• _USING THE INFORMATION_
- 1) In the article on youth crime, how long has Aaron Hendry worked as a youth worker?
- 2) Pick up the article on youth crime after its final sentence and write the next few paragraphs.

Top of SELECTED EXCERPT

In a recent case an 11-year-old was found to be driving, and this week police attended a Hamilton shopping centre break-in to find four children aged 7, 10, 11 and 12 clutching stolen toys.
Police also say social media is a motivating factor, as offenders post their exploits to platforms like TikTok.
Now youth workers are warning against more punitive measures like locking kids up in a misguided attempt to fix the problem - saying that won't deal with root causes like trauma and desperate poverty.
Aaron Hendry, who's been a youth worker for a decade, said it was easy to assume those involved were just bad kids who needed to be punished.
But he had learned there were "no bad kids, only hurt ones".
"No matter how tough, scary, big, or bad, a young person may seem to you, when you take time to listen and hear what's going on under the surface the reality is a child who is hurting and just asking to be seen."
Young people - rich or poor - who felt disconnected or ostracised were more likely to get into crime, he said. That could happen when kids felt scape-goated or when little was expected of them, which was currently being seen in public discourse.
Kids needed adults other than their parents to be involved and invested in them, he said.
Addiction, poverty, homelessness, desperation and mental health issues were also to blame. He pinpointed disabilities like foetal alcohol spectrum disorder as being particularly harmful and said sufferers did not get enough support.
"If we fail to provide people with support to manage the complexity of their lives, they will find ways to survive," he said.
"It might not seem rational to you, but when a person is suffering and finds a strategy that can ease the pain, they'll use that strategy. For some young people, taking risks, stealing cars, doing a [burglary], it becomes one of those strategies."
Hendry wanted everyone to have the right to housing, a liveable income and access to the health, disability and mental health services they needed to thrive.
Youth worker Hadleigh Pouesi echoed those comments, saying young people were part of a "generation of hopelessness" who were looking for a way out.

Bottom of SELECTED EXCERPT
Top of INFORMATION SUPPLIED

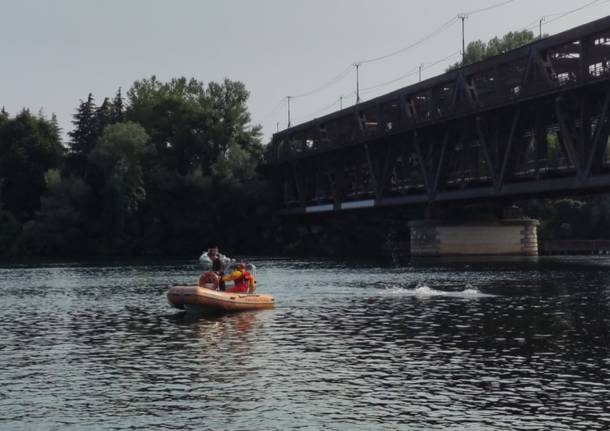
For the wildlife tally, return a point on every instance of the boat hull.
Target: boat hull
(207, 300)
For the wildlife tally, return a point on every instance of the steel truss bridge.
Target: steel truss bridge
(532, 122)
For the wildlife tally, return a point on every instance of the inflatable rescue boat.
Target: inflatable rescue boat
(200, 298)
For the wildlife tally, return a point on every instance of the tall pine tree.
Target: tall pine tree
(85, 131)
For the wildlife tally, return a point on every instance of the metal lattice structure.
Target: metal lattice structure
(533, 121)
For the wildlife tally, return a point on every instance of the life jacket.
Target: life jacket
(242, 283)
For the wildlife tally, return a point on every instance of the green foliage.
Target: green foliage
(478, 50)
(192, 126)
(59, 228)
(9, 231)
(118, 154)
(29, 146)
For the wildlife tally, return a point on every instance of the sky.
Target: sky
(55, 52)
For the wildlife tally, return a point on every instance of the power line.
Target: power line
(274, 109)
(485, 9)
(578, 9)
(444, 27)
(556, 16)
(336, 79)
(411, 72)
(439, 30)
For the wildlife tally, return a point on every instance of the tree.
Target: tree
(118, 110)
(29, 146)
(191, 126)
(118, 154)
(83, 135)
(478, 50)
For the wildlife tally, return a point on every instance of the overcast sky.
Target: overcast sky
(54, 52)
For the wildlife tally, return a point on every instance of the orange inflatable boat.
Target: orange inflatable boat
(207, 300)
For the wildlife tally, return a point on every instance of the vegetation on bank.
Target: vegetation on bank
(166, 170)
(173, 167)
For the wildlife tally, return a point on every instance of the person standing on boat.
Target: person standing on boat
(244, 281)
(218, 266)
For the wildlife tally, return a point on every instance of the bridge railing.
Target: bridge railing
(567, 60)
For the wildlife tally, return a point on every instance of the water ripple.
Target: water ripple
(452, 346)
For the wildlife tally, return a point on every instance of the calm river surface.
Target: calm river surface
(507, 345)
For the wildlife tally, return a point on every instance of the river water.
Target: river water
(440, 345)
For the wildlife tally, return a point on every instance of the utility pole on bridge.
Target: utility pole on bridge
(357, 66)
(463, 17)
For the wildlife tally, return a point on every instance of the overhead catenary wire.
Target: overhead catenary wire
(557, 16)
(442, 28)
(348, 96)
(332, 81)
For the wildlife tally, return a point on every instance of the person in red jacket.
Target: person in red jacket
(244, 281)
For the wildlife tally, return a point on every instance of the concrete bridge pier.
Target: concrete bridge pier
(507, 237)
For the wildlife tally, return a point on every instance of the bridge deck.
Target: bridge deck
(531, 121)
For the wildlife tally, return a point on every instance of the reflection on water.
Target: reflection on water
(455, 344)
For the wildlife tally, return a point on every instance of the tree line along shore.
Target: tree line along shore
(169, 168)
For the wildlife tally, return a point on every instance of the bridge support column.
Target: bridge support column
(516, 237)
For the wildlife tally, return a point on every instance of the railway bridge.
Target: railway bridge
(532, 122)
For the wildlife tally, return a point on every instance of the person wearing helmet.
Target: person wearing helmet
(244, 281)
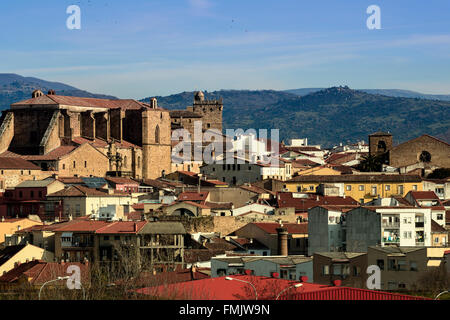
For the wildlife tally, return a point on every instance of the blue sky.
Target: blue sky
(140, 48)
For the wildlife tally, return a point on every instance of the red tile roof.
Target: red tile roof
(82, 191)
(16, 163)
(193, 196)
(436, 227)
(286, 200)
(119, 227)
(292, 228)
(424, 195)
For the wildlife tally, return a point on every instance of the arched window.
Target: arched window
(157, 137)
(382, 146)
(425, 156)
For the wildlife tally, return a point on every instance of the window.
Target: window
(391, 265)
(337, 269)
(325, 270)
(425, 156)
(157, 133)
(380, 264)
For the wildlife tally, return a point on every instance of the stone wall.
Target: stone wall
(156, 138)
(6, 131)
(409, 152)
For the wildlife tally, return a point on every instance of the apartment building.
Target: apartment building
(361, 187)
(402, 267)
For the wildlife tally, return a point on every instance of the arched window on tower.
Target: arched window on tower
(382, 146)
(425, 156)
(157, 135)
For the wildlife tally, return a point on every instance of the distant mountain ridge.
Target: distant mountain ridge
(14, 88)
(325, 116)
(328, 116)
(399, 93)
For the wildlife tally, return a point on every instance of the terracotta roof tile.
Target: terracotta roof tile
(292, 228)
(16, 163)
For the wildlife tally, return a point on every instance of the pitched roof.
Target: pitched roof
(38, 272)
(340, 255)
(424, 195)
(118, 227)
(288, 200)
(35, 183)
(362, 178)
(122, 180)
(268, 288)
(82, 191)
(163, 227)
(292, 228)
(184, 114)
(193, 196)
(16, 163)
(8, 252)
(436, 227)
(124, 104)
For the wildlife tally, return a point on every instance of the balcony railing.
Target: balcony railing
(386, 240)
(391, 225)
(75, 244)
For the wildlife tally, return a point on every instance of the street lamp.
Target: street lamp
(297, 285)
(61, 279)
(256, 293)
(446, 291)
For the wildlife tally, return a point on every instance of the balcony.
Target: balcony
(76, 244)
(395, 225)
(391, 241)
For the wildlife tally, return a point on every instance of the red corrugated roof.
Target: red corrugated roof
(266, 288)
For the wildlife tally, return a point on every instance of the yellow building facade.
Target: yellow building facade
(362, 188)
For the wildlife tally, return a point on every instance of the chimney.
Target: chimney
(153, 103)
(282, 241)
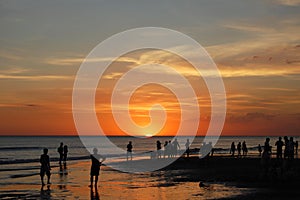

Bottom of INFORMATION SUPPLIED

• _YOUR WRITTEN ANSWERS_
- 1) A decade.

- 2)
Speaking to TVNZ, Pouesi said the crime wave was the result of some "really harsh social environments" but the public often only saw the problem, not what had caused it.
He had been doing the job for 18 years and said when he was growing up the dream was to do things like buy a house and raise a family. That was no longer attainable, he said.
And he agreed that social media played a huge part in encouraging the crime wave, because everything else young people lived for - like social interactions, sport, art and music programmes - were deemed non-essential by the pandemic.
"Your social life [now] belongs on your phone. Your affirmation belongs on your phone. What will you go through to get that affirmation?" he said.
"They're not getting that sense of belonging anywhere else; they're not getting that sense of community, so they're looking for their phones, they're looking for the @s, they're looking for the likes and the comments."
He sat down with such kids every day and said the public needed to remember these kids had had it tough.
"These are people who have had their backs against the wall. These are people who don't have the same starting line as everybody else," he said.
"I know it's hard to give people time, patience. There are a lot of things that need to be done between now and finding that solution. But anger doesn't solve."